◆ **Problem to work on**: Leave every image out, and print the remaining lines below exactly.

◆ **Material for the task**:

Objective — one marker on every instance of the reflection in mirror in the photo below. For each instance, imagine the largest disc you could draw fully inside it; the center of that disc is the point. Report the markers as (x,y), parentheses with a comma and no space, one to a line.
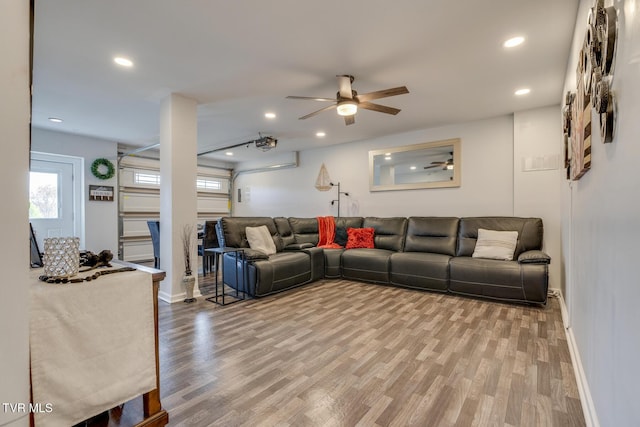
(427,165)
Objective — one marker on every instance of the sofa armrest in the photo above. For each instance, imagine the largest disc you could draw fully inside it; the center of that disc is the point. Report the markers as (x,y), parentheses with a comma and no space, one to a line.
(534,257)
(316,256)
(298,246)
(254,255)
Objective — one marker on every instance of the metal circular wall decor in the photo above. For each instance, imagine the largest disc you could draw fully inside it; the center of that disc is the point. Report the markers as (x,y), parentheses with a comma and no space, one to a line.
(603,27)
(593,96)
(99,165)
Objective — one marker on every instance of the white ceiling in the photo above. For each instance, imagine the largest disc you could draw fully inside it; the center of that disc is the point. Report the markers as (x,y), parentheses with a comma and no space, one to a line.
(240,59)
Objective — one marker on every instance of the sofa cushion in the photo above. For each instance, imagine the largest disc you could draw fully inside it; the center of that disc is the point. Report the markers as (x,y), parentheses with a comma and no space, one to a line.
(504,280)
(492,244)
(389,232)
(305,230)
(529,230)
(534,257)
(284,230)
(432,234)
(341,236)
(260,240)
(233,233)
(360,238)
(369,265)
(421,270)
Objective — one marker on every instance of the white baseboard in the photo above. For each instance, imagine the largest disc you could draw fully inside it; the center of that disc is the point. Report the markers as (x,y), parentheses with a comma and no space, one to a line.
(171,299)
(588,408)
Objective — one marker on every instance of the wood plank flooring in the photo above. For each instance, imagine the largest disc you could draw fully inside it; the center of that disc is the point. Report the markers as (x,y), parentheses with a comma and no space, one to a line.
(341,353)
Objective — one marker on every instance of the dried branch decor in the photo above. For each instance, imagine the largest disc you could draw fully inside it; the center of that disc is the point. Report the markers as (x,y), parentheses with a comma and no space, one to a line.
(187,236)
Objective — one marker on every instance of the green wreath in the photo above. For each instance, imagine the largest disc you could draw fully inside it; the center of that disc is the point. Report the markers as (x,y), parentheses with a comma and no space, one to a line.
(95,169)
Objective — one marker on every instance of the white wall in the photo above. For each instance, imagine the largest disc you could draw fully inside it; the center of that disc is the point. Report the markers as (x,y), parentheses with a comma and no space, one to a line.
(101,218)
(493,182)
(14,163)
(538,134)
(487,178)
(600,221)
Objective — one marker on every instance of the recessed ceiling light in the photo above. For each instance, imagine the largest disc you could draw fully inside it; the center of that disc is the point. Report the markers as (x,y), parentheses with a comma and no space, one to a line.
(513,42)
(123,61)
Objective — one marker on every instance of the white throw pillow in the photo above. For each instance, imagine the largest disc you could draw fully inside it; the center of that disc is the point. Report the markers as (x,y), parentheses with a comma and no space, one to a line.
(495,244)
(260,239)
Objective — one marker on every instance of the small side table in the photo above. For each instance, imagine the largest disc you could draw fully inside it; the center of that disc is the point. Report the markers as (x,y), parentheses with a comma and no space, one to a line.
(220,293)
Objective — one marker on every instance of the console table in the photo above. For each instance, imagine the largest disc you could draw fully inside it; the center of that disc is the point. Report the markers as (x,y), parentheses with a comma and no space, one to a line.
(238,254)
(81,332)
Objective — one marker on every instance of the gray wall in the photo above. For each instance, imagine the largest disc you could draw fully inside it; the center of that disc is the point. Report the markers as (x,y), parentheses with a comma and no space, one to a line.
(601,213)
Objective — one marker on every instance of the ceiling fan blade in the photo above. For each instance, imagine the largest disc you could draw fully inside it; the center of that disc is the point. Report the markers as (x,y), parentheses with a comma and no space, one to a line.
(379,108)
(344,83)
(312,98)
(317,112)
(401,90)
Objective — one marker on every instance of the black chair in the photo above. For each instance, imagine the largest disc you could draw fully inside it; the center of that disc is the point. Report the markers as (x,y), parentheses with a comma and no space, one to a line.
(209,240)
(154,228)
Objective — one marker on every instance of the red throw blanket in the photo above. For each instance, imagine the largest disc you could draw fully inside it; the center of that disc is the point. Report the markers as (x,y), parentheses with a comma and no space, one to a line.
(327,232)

◆ **Task output**:
Objective — one marker on every instance of the reflection in mirror in the photo below. For each instance, imagine the largest disc you could draw fully inside it; the center of that disc is the point. Report the markers as (x,y), parentheses with a comma and no space, one to a line.
(427,165)
Objective — one marker on every instance of the sofa armrest in the photo above. For each instance, imagine the largest disc you could draw fully inside it; the center of that disc is the point. Report the markers as (x,y), parentheses with a comma and no space, one to a line.
(534,257)
(316,256)
(298,246)
(254,255)
Objective — one marker on every instance of the metal circular wall decor in the photo above. For each instance, imagine the largest disc you could draw fully inside it; the center of that disc is the point. Report the markers as (x,y), parentheses with a comma and no space, one to a line.
(603,27)
(593,96)
(99,165)
Objective — one marker on every instance of the white ceiling in the photo above. For each instance, imagine the largest disc you could draw fully inside it; the center of that disc is the point. Report the markers as (x,y), parentheses with a comma and no space, one to a line.
(240,59)
Objective — one marker on every instance of the sofa cushion in the photo above. For each instance, imagine the largest disc you could draw fully inside it; the center of that disc is the point. Report the markers as (x,y), parentheses with a comma and no space, one to a line.
(504,280)
(492,244)
(389,232)
(305,230)
(529,230)
(534,257)
(284,230)
(432,234)
(341,236)
(260,240)
(233,233)
(360,238)
(369,265)
(421,270)
Objective — one marker on every instance of the white baseboard in the photo above. For each instance, imagine the largest disc you could draw fully inside it; the center of that disc is the point. Report the markers as (x,y), parentheses with a comma and no space, one to a line.
(171,299)
(588,408)
Objective — one marker on every instance of the wood plank flooring in the photo above. For each instance, imagine the largest disc you could draw fully inside it; the center of that disc is the point. Report the markers as (x,y), parentheses with a comma and no space, one to a line.
(341,353)
Objective — one marker on every instance of the dried branch decor in the photo above. For each instance, imagine the largest disc you could draw fully inside it; the center of that disc is the point. Report the markers as (x,y), parentheses with a comma and no space, one to a line.
(187,236)
Objective — one marker on every instance of the green wreath in the photo above. For each instance, imagine the largest disc you could draw fully inside it; the center of that disc is the point. Report the markers as (x,y), parentheses with a comma and no space, one to a line.
(95,169)
Objective — one marker on every instance of the white wall in the photo above. For each instance, imagine the largest disc you could draw fully inside it; the center of that disc is the point. Report the markers as (x,y), parentheses with a comma and no space, one to a line.
(101,218)
(493,182)
(14,163)
(538,134)
(487,178)
(600,221)
Objective — one marker on every instance of the recessed ceiling light in the photo above. For each instance, imagine the largest disc you could draw fully inside it; the center of that disc is the point. Report the markers as (x,y), parentheses with a comma and no space, one to a line.
(513,42)
(123,61)
Objective — one marker on every instance of the white throw pillow in the photo above. For each instance, imagine the largest disc you could draw fully inside it; the center of that disc is the point. Report the markers as (x,y), parentheses with a comma and no space, one to a line.
(495,244)
(260,239)
Objective — one marker on every instance of the small side table in the photo above. For each instance, imagine the largest disc you could draw fully inside it; the center of that disc is the point. Report the markers as (x,y), parentheses with a comma and no space, one to a line.
(220,293)
Objective — one marker on every instance of the console table in the photo above. For each instance, imagine the largest disc you could draw fully inside it; the center of that disc is the point. Report the markers as (x,y), parentheses with a comma and no space, one to a line.
(238,254)
(81,332)
Objective — one marker on every instance of the gray wall in the photo above. For each instance, imagine the largest disc you could draw fully inside it; the center of that disc is the point. Report the markers as (x,y), parentheses with a comma and no space, one to a line.
(601,213)
Objective — one marker on every instance of the ceiling fan blade in the photo above. For each instance, imagine the largest disc you could draw fully inside it; the center of that disc is the point. Report the markers as (x,y), parentheses with a comma and no space, one to a line.
(379,108)
(344,83)
(312,98)
(317,112)
(401,90)
Objective — one marker on every instance of the black chair in the photo above. For each instance, imagine the largest disc you could draw fully inside it; the center of that disc is the point. Report the markers as (x,y), parentheses with a comma and no space, one to a line.
(209,240)
(154,228)
Objective — one marker on every instance of the red throw blanket in the photo above. For each instance, imagine the largest disc you could draw fully inside it; the center of that disc is the point. Report the markers as (x,y), parentheses with a comma and no space, one to a line.
(327,232)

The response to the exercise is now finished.